_Assignment_.
Please read the records below and return each line holding the string "towel".
========================
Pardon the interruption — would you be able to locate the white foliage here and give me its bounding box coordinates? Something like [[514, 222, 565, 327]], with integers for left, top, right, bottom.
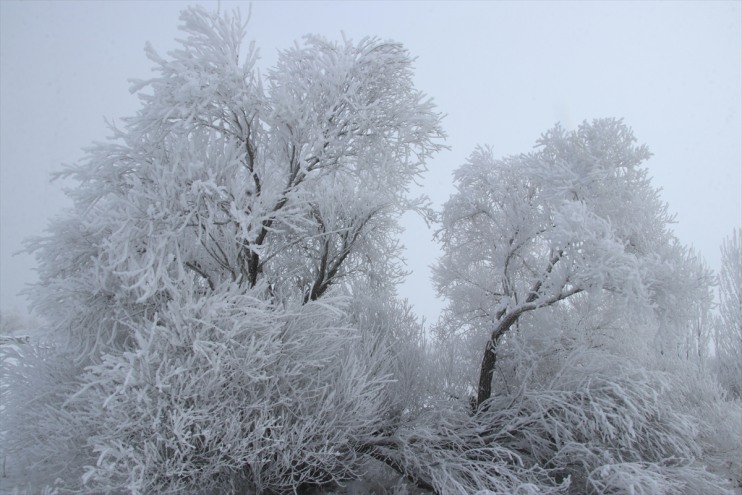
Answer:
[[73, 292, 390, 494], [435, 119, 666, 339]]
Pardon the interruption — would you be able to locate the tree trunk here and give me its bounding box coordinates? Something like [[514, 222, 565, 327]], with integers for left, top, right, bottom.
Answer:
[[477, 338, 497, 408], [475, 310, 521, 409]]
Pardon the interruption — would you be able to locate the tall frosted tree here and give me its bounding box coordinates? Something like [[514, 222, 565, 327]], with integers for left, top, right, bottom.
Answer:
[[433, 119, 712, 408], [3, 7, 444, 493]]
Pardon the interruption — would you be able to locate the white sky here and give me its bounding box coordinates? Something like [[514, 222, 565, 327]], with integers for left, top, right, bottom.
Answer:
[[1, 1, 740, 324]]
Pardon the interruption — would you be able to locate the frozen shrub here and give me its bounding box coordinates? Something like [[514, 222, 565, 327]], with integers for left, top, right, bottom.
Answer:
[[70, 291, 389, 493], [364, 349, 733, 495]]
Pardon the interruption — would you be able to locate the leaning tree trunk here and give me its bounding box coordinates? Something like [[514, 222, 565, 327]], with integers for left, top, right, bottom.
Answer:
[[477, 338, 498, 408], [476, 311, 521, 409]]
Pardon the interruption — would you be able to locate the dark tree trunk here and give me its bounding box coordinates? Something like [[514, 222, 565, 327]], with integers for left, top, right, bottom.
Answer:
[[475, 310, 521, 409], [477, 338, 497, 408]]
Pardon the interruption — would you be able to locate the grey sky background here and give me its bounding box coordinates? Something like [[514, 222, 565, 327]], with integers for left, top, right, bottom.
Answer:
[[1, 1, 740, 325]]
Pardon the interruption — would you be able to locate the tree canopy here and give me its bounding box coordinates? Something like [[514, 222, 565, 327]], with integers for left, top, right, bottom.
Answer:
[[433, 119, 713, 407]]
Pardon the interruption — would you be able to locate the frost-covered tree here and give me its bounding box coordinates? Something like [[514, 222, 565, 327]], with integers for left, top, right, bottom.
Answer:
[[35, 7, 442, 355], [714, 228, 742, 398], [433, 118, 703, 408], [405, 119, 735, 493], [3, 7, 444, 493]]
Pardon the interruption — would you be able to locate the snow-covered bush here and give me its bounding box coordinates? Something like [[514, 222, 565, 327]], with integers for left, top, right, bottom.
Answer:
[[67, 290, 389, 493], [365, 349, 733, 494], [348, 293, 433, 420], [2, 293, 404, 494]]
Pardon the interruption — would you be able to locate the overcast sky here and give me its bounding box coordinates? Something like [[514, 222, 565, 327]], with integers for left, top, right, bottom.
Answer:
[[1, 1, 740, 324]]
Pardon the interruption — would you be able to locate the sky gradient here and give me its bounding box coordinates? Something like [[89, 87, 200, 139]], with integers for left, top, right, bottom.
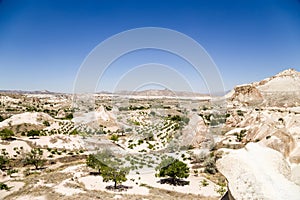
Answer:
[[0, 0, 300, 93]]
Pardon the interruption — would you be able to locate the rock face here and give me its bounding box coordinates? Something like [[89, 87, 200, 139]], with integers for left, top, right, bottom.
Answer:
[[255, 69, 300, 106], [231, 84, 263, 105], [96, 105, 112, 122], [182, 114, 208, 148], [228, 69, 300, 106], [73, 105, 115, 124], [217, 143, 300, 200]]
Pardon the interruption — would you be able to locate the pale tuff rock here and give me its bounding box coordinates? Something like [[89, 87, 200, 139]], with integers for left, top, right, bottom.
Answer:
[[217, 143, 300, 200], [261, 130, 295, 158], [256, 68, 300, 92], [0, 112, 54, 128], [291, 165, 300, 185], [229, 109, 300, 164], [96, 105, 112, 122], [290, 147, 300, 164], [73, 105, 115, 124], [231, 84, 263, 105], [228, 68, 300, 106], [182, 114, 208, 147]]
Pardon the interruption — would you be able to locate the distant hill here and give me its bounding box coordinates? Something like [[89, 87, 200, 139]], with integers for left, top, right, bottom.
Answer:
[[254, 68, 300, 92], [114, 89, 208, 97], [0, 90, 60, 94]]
========================
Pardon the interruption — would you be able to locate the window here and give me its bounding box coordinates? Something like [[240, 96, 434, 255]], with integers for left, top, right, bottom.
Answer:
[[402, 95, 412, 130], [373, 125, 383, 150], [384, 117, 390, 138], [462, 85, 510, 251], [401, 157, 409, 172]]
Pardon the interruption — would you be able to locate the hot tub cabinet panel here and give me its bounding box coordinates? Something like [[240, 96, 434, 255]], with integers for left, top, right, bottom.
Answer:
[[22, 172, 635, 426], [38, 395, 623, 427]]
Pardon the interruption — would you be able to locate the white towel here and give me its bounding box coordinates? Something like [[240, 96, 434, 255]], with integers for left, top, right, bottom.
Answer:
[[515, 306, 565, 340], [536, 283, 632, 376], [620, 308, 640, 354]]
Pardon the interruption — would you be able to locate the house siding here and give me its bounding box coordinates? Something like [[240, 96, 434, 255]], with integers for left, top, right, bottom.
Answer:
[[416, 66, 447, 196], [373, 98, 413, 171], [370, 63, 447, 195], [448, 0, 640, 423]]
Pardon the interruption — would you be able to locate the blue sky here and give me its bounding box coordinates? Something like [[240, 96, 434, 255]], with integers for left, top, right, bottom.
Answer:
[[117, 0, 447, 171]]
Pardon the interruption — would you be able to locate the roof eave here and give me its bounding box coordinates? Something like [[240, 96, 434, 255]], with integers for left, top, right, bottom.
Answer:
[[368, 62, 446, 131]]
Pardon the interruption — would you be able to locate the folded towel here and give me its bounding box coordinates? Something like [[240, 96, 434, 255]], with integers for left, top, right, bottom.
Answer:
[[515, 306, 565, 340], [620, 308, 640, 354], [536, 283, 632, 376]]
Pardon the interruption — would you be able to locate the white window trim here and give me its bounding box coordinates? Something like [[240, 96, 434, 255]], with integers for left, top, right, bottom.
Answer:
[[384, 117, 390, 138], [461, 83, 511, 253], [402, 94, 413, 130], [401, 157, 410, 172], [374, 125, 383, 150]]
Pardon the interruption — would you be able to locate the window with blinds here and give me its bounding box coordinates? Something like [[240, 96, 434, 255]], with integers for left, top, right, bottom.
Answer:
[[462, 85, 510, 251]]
========================
_Completed task_.
Pardon the interruption — would you be able to locate the white towel here and give me its bounding box coordinates? Something like [[240, 96, 434, 255]], with integers for left, top, right, bottom.
Pardon the interruption — would you be able to locate the folded towel here and give me its bounding box coordinates? Something like [[240, 96, 434, 255]], with integers for left, top, right, bottom.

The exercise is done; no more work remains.